- **Raw records**:
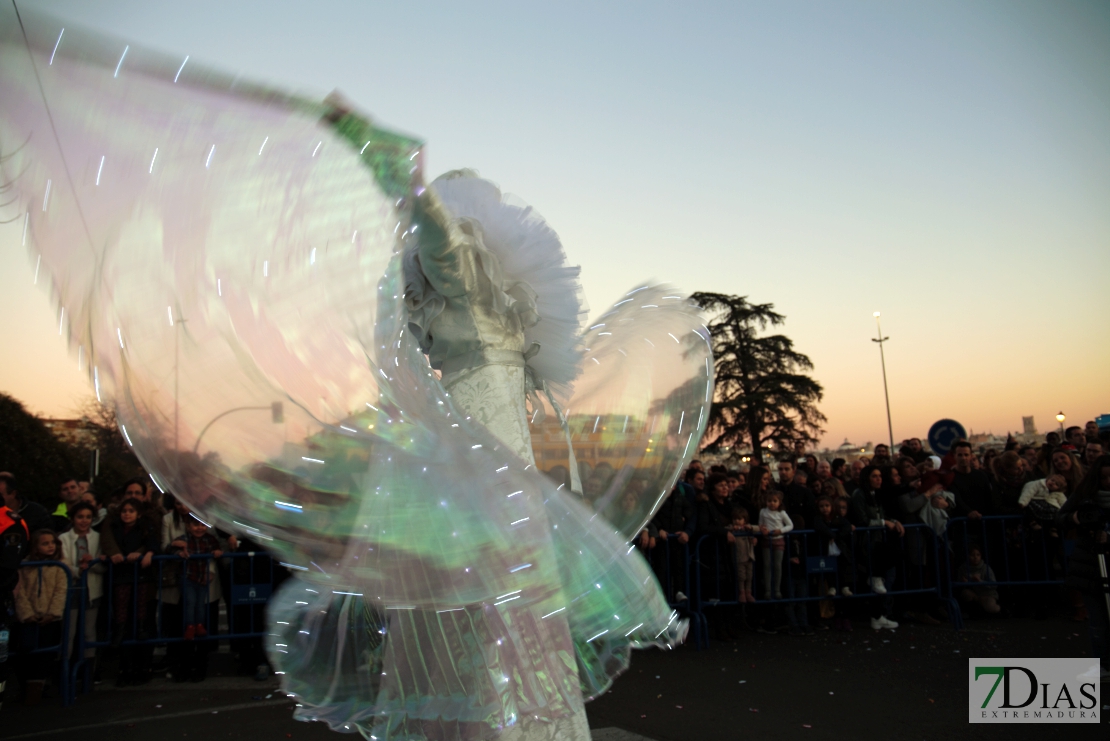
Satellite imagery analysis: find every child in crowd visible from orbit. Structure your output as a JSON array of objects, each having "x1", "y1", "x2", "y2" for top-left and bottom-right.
[
  {"x1": 958, "y1": 546, "x2": 1001, "y2": 615},
  {"x1": 100, "y1": 497, "x2": 158, "y2": 687},
  {"x1": 733, "y1": 507, "x2": 759, "y2": 602},
  {"x1": 178, "y1": 515, "x2": 223, "y2": 641},
  {"x1": 786, "y1": 532, "x2": 814, "y2": 636},
  {"x1": 59, "y1": 500, "x2": 105, "y2": 659},
  {"x1": 1018, "y1": 474, "x2": 1068, "y2": 519},
  {"x1": 917, "y1": 471, "x2": 956, "y2": 537},
  {"x1": 759, "y1": 491, "x2": 794, "y2": 599},
  {"x1": 16, "y1": 530, "x2": 69, "y2": 706},
  {"x1": 814, "y1": 497, "x2": 856, "y2": 597}
]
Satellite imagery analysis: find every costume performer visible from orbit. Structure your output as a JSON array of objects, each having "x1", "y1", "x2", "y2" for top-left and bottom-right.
[{"x1": 0, "y1": 8, "x2": 713, "y2": 739}]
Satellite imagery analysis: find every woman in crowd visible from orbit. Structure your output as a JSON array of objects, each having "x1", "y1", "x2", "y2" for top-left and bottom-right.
[
  {"x1": 737, "y1": 466, "x2": 775, "y2": 512},
  {"x1": 16, "y1": 530, "x2": 69, "y2": 706},
  {"x1": 848, "y1": 465, "x2": 905, "y2": 630},
  {"x1": 987, "y1": 450, "x2": 1041, "y2": 515},
  {"x1": 695, "y1": 474, "x2": 737, "y2": 640},
  {"x1": 101, "y1": 497, "x2": 159, "y2": 687},
  {"x1": 1057, "y1": 455, "x2": 1110, "y2": 681},
  {"x1": 59, "y1": 501, "x2": 104, "y2": 661},
  {"x1": 1048, "y1": 447, "x2": 1083, "y2": 497}
]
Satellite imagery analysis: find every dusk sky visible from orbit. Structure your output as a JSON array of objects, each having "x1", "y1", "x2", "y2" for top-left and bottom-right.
[{"x1": 0, "y1": 0, "x2": 1110, "y2": 446}]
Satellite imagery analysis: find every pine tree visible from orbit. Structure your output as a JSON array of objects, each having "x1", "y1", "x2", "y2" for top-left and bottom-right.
[{"x1": 692, "y1": 292, "x2": 825, "y2": 463}]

- **What you will do**: Reproduce the entries above from the line containing "Satellite imagery analysis: find every pine" through the end of the entries, swapping "pine tree" for "conifer" and leaving everything else unchanged.

- **Finished task**:
Satellite imagery analysis: find every conifer visible from orbit. Structure your output as a JSON array of objects, each having "x1", "y1", "x2", "y2" for top-left and bottom-right.
[{"x1": 692, "y1": 292, "x2": 825, "y2": 463}]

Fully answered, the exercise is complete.